**Texte à lire**
*****
A. La Loi sur les mesures économiques spéciales

La Loi sur les mesures économiques spéciales est une loi habilitante qui permet au gouverneur en conseil de prendre des décrets et des règlements afin de restreindre ou d’interdire certaines activités à l’égard d’un État étranger, d’une personne (particulier ou entité) qui s’y trouve ou d’un de ses nationaux qui ne réside pas habituellement au Canada, ou encore de saisir ou de bloquer des biens leur appartenant[1]. Le ministre des Affaires étrangères est chargé de l’application de la Loi, et les règlements pris en vertu de celle-ci peuvent être modifiés ou annulés par le Parlement[2]. La Loi érige également en infraction le fait de contrevenir volontairement à un règlement pris sous son régime[3].
*****
**Extrait de données**
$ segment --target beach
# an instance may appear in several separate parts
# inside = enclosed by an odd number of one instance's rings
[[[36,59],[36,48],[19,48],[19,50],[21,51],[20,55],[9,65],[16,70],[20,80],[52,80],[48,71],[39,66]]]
*****
Pouvez-vous reprendre tel quel le passage du texte sur la Loi sur les mesures économiques spéciales, depuis « La Loi sur les mesures économiques spéciales est » jusqu'à « sous son régime[3]. » inclus ?

**Résultat final**
La Loi sur les mesures économiques spéciales est une loi habilitante qui permet au gouverneur en conseil de prendre des décrets et des règlements afin de restreindre ou d’interdire certaines activités à l’égard d’un État étranger, d’une personne (particulier ou entité) qui s’y trouve ou d’un de ses nationaux qui ne réside pas habituellement au Canada, ou encore de saisir ou de bloquer des biens leur appartenant[1]. Le ministre des Affaires étrangères est chargé de l’application de la Loi, et les règlements pris en vertu de celle-ci peuvent être modifiés ou annulés par le Parlement[2]. La Loi érige également en infraction le fait de contrevenir volontairement à un règlement pris sous son régime[3].